- VORLIEGENDER TEXTAUSZUG
● ● ● ● ● ● ●

Danach sollen sämtliche Kreditprogramme und Projekte der Weltbank künftig noch stärkere Komponenten zur Überwachung der Geldflüsse enthalten. Projekte können auch eingestellt oder verzögert werden, wenn die Regierung des Landes das Versickern von Geldern nicht entschlossen genug stoppt. »Das bedeutet nicht, dass Programme mit neuen Auflagen versehen werden«, versicherte Weltbankpräsident Paul Wolfowitz. Gerade das aber wird von nicht wenigen befürchtet. Neben afrikanischen Ländern äußerte auch Großbritannien Sorge, dass Projekte durch neue Bedingungen verzögert werden könnten. »Die Strategie der Bank geht nach hinten los, wenn sie benutzt wird, um Kredite zu verweigern oder Privatisierungen zu fordern«, warnte die Entwicklungsorganisation Oxfam.

● ● ● ● ● ● ●

- BEREITGESTELLTE DATEN

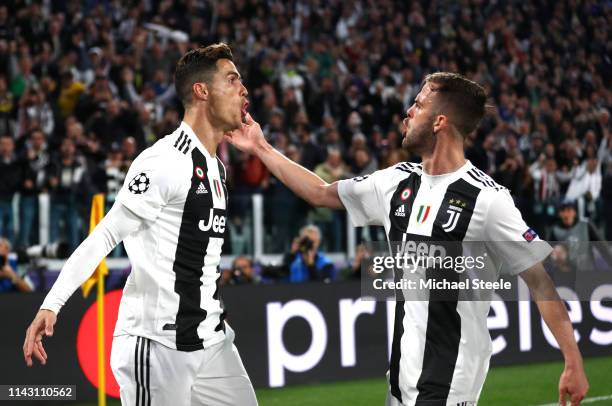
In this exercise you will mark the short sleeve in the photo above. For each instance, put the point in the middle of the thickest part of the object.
(515, 244)
(361, 199)
(148, 185)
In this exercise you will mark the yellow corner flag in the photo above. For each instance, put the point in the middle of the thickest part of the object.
(97, 213)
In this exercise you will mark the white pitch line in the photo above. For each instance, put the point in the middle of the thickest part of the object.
(586, 400)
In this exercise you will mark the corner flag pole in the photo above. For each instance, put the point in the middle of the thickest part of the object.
(101, 344)
(97, 213)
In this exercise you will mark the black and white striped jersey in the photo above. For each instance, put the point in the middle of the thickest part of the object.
(441, 348)
(172, 293)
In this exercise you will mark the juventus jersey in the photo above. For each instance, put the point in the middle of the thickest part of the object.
(172, 293)
(441, 349)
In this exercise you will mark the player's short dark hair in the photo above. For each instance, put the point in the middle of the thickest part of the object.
(461, 99)
(198, 65)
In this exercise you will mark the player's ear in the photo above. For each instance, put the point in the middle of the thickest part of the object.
(200, 91)
(440, 122)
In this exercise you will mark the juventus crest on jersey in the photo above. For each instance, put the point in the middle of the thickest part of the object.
(172, 293)
(441, 348)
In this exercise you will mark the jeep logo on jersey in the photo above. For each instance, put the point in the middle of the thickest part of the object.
(420, 249)
(139, 184)
(215, 222)
(406, 193)
(454, 213)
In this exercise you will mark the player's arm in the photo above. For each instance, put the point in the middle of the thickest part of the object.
(573, 381)
(522, 251)
(300, 180)
(114, 227)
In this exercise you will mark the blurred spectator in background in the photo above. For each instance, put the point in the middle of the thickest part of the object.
(11, 175)
(10, 281)
(585, 186)
(582, 237)
(68, 185)
(547, 191)
(241, 272)
(306, 262)
(35, 161)
(35, 112)
(6, 108)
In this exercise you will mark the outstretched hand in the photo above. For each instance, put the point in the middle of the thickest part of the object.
(248, 137)
(573, 384)
(41, 326)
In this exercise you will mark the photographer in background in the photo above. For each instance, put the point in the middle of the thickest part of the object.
(9, 280)
(241, 272)
(306, 262)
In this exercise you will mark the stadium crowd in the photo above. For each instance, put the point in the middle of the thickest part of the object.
(86, 86)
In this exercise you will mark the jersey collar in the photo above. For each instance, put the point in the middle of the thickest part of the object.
(447, 178)
(189, 131)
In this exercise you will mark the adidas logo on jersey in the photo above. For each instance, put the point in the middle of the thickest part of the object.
(201, 189)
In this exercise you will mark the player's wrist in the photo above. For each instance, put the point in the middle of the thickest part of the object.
(262, 147)
(573, 359)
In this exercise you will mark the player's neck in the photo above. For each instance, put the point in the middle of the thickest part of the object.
(445, 158)
(208, 135)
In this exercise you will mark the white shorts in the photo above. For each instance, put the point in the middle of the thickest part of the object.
(150, 374)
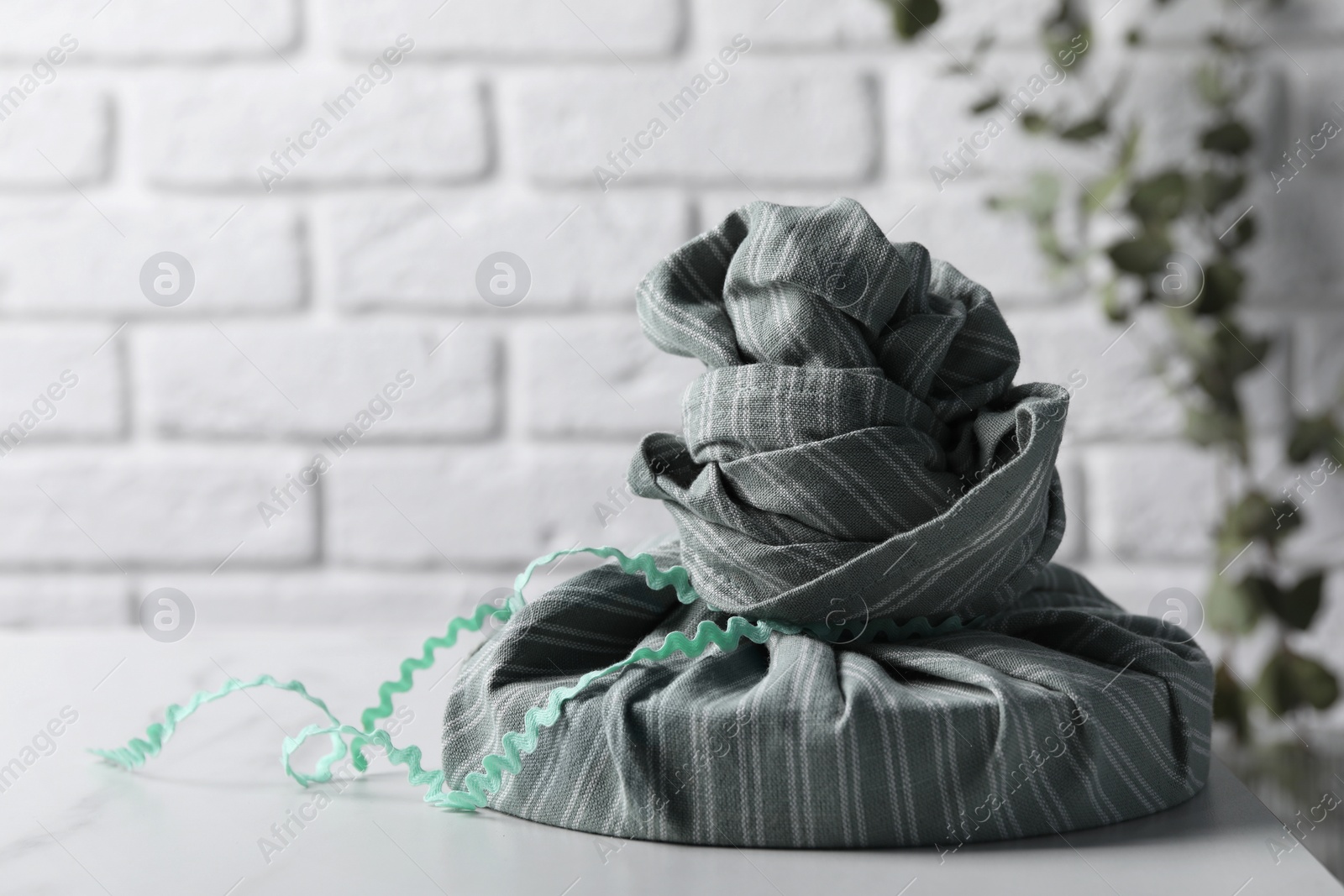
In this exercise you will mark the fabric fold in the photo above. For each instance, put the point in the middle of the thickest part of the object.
(859, 476)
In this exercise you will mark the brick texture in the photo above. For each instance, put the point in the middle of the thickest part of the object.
(323, 271)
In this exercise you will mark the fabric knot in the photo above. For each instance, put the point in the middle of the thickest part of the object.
(857, 448)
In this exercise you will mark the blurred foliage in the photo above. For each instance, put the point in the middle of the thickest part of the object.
(1182, 253)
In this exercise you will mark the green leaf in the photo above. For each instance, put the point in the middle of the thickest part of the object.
(1215, 190)
(1229, 139)
(1085, 129)
(913, 16)
(1233, 607)
(1159, 199)
(1230, 703)
(1312, 436)
(1144, 254)
(1290, 681)
(1297, 606)
(1222, 288)
(1256, 517)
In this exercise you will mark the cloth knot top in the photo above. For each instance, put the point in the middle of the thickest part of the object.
(857, 449)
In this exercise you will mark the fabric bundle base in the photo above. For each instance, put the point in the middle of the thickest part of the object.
(1058, 714)
(860, 483)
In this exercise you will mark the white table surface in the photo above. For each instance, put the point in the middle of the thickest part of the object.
(190, 821)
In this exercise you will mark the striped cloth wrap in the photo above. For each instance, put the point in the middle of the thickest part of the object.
(858, 470)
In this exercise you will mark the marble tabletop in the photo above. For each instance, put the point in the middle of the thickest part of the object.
(215, 815)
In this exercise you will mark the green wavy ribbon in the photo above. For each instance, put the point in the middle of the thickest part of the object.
(479, 785)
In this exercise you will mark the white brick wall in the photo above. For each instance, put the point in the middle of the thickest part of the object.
(362, 262)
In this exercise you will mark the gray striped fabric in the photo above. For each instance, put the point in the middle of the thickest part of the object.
(853, 453)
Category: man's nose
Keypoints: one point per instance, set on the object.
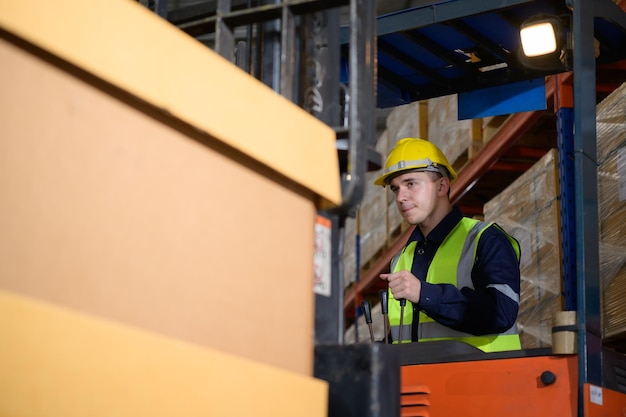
(400, 195)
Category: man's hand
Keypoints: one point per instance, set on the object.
(404, 284)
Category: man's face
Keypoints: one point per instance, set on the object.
(416, 195)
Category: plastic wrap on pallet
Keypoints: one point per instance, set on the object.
(528, 209)
(611, 139)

● ● ● ● ● ● ●

- DIE AUFGABE
Schreiben Sie den Textauszug über die Kreditprogramme der Weltbank vollständig und wortgetreu ab. Die Zeilen sind eigenständiges Material und gehören nicht zum Textauszug.

- DIE ANTWORT
Danach sollen sämtliche Kreditprogramme und Projekte der Weltbank künftig noch stärkere Komponenten zur Überwachung der Geldflüsse enthalten. Projekte können auch eingestellt oder verzögert werden, wenn die Regierung des Landes das Versickern von Geldern nicht entschlossen genug stoppt. »Das bedeutet nicht, dass Programme mit neuen Auflagen versehen werden«, versicherte Weltbankpräsident Paul Wolfowitz. Gerade das aber wird von nicht wenigen befürchtet. Neben afrikanischen Ländern äußerte auch Großbritannien Sorge, dass Projekte durch neue Bedingungen verzögert werden könnten. »Die Strategie der Bank geht nach hinten los, wenn sie benutzt wird, um Kredite zu verweigern oder Privatisierungen zu fordern«, warnte die Entwicklungsorganisation Oxfam.